* What you should do:
Each of the records below must be reproduced verbatim.

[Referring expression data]
--- START ---

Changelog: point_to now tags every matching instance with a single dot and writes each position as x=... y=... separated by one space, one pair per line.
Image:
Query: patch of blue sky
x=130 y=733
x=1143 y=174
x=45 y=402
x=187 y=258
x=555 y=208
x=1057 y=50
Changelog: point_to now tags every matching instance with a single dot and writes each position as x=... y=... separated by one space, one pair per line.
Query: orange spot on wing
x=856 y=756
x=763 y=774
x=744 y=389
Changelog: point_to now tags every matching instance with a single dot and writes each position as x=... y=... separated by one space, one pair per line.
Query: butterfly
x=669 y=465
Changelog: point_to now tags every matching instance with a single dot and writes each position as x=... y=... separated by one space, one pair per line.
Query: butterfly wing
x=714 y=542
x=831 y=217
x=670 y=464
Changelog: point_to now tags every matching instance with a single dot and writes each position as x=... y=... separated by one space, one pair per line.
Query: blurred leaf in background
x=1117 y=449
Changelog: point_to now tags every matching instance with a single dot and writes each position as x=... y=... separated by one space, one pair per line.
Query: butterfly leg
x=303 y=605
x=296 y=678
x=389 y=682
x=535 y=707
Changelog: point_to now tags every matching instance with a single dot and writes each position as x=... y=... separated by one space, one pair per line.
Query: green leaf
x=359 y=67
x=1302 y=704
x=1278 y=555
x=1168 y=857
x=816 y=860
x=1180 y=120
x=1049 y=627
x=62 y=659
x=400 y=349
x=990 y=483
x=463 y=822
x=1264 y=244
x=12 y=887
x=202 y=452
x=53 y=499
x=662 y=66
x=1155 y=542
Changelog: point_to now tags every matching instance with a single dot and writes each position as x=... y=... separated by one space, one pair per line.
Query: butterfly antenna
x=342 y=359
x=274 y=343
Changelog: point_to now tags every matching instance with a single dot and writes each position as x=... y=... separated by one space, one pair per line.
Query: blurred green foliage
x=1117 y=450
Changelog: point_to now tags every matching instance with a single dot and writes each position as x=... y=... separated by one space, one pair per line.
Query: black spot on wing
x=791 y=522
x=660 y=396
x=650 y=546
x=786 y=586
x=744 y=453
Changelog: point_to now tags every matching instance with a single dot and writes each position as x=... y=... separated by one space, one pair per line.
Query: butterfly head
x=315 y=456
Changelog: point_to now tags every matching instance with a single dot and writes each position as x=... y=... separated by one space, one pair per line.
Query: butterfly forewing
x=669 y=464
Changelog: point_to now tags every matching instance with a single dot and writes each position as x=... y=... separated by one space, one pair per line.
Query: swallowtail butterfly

--- END ---

* Solution below:
Changelog: point_to now tags every matching instance with a single dot and writes each position as x=... y=... separated by one space, one pair per line.
Image:
Query: patch of blue sky
x=130 y=733
x=1143 y=174
x=45 y=402
x=187 y=258
x=555 y=208
x=1057 y=50
Changelog: point_to now tags every matching instance with a single dot and writes each position as x=... y=... separated by one space, one pair per line.
Query: orange spot on wing
x=856 y=756
x=763 y=774
x=744 y=389
Changelog: point_to now tags every matching instance with a single dot and writes each position as x=... y=... separated by one space, one pair per line.
Query: butterfly
x=669 y=465
Changelog: point_to now tags every matching instance with a single dot and writes each position as x=... y=... separated by one space, one pair per line.
Query: butterfly wing
x=714 y=542
x=831 y=217
x=670 y=464
Changelog: point_to now tags every matching instance with a single dot and writes each position as x=... y=... separated by one space, one pair per line.
Query: blurred leaf in background
x=1117 y=449
Changelog: point_to now tags every matching instance with a single dot and writes each position as x=... y=... separated by one space, one pair per line.
Query: butterfly leg
x=303 y=605
x=296 y=678
x=389 y=682
x=535 y=707
Changelog: point_to now tags every matching instance with a single dot and writes each position as x=... y=... separated by one space, one pair per line.
Query: green leaf
x=359 y=67
x=1302 y=704
x=1278 y=555
x=1168 y=857
x=816 y=860
x=1180 y=120
x=1049 y=627
x=62 y=659
x=400 y=349
x=990 y=483
x=463 y=822
x=1264 y=244
x=12 y=887
x=202 y=452
x=53 y=499
x=662 y=66
x=1155 y=542
Changelog: point_to now tags every matching instance with a single dot and writes each position as x=... y=... separated by one space, one pair per line.
Query: butterfly antenna
x=342 y=359
x=274 y=343
Changelog: point_to now tags every matching instance with a single dot and writes each position as x=... y=... separated by one space, one pair per line.
Query: blurred green foliage
x=1117 y=450
Changelog: point_to now tags every matching instance with a single dot and writes each position as x=... y=... separated by one space, one pair per line.
Query: black spot on wing
x=791 y=522
x=660 y=396
x=650 y=546
x=786 y=586
x=744 y=453
Changelog: point_to now tags every matching instance with a single dot and writes each position as x=... y=... separated by one space, one pair per line.
Query: butterfly head
x=315 y=456
Changelog: point_to now tags every matching instance with a single dot and writes each position as x=... y=... separated by one space, one pair per line.
Query: butterfly forewing
x=669 y=464
Changelog: point_to now tags every matching instance with a single dot and writes each position as x=... y=... separated by one space, one pair per line.
Query: swallowtail butterfly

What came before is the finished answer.